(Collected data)
[Start of section]

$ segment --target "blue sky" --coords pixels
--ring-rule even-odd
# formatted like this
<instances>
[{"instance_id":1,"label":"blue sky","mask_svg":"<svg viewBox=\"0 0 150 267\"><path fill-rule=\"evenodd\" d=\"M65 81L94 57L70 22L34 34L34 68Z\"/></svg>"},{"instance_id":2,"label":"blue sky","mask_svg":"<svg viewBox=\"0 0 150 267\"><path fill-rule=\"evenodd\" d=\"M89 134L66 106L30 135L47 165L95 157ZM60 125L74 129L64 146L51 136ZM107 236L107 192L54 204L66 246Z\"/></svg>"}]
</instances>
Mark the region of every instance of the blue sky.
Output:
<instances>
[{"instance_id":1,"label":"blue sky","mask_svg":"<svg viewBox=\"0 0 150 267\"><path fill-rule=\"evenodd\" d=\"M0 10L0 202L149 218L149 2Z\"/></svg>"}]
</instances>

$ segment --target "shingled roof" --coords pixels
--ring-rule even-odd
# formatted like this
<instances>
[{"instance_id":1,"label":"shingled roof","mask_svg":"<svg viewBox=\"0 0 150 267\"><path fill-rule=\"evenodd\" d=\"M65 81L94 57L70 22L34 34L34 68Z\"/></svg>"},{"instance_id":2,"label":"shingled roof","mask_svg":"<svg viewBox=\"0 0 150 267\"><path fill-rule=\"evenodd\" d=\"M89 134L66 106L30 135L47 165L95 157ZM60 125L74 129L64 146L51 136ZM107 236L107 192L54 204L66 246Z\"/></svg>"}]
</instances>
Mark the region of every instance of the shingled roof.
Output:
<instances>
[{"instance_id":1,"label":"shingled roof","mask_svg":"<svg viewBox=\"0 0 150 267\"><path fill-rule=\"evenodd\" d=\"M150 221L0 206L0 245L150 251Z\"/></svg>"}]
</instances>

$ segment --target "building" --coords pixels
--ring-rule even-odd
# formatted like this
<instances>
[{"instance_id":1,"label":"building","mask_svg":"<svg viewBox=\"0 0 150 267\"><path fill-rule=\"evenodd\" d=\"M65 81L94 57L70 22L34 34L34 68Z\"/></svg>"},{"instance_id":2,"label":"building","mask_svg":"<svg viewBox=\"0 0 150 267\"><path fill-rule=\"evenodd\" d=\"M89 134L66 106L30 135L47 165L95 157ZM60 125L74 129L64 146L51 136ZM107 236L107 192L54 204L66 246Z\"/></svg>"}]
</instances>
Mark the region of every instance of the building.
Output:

[End of section]

→ EXERCISE AIM
Would you please restate all of the entries exactly?

→ EXPECTED OUTPUT
$ segment --target "blue sky" --coords pixels
--ring-rule even-odd
# formatted like this
<instances>
[{"instance_id":1,"label":"blue sky","mask_svg":"<svg viewBox=\"0 0 150 267\"><path fill-rule=\"evenodd\" d=\"M65 81L94 57L70 22L34 34L34 68Z\"/></svg>"},{"instance_id":2,"label":"blue sky","mask_svg":"<svg viewBox=\"0 0 150 267\"><path fill-rule=\"evenodd\" d=\"M89 134L66 106L30 135L47 165L95 157ZM60 125L74 129L64 146L51 136ZM107 236L107 192L54 204L66 246Z\"/></svg>"}]
</instances>
Mark the region of every instance of the blue sky.
Output:
<instances>
[{"instance_id":1,"label":"blue sky","mask_svg":"<svg viewBox=\"0 0 150 267\"><path fill-rule=\"evenodd\" d=\"M0 10L0 202L149 218L149 2Z\"/></svg>"}]
</instances>

$ segment --target "shingled roof" --coords pixels
--ring-rule even-odd
# formatted like this
<instances>
[{"instance_id":1,"label":"shingled roof","mask_svg":"<svg viewBox=\"0 0 150 267\"><path fill-rule=\"evenodd\" d=\"M65 81L94 57L70 22L34 34L34 68Z\"/></svg>"},{"instance_id":2,"label":"shingled roof","mask_svg":"<svg viewBox=\"0 0 150 267\"><path fill-rule=\"evenodd\" d=\"M89 134L66 106L30 135L47 165L95 157ZM60 125L74 129L64 146L51 136ZM107 236L107 192L54 204L66 246Z\"/></svg>"}]
</instances>
Mark the region of every instance of the shingled roof.
Output:
<instances>
[{"instance_id":1,"label":"shingled roof","mask_svg":"<svg viewBox=\"0 0 150 267\"><path fill-rule=\"evenodd\" d=\"M150 221L0 206L0 245L150 251Z\"/></svg>"}]
</instances>

$ segment --target "building" --coords pixels
--ring-rule even-odd
# formatted like this
<instances>
[{"instance_id":1,"label":"building","mask_svg":"<svg viewBox=\"0 0 150 267\"><path fill-rule=\"evenodd\" d=\"M65 81L94 57L70 22L34 34L34 68Z\"/></svg>"},{"instance_id":2,"label":"building","mask_svg":"<svg viewBox=\"0 0 150 267\"><path fill-rule=\"evenodd\" d=\"M89 134L66 106L30 135L47 165L95 157ZM60 125L74 129L64 146L51 136ZM107 236L107 192L54 204L66 246Z\"/></svg>"}]
</instances>
Mark the region of every instance of the building.
Output:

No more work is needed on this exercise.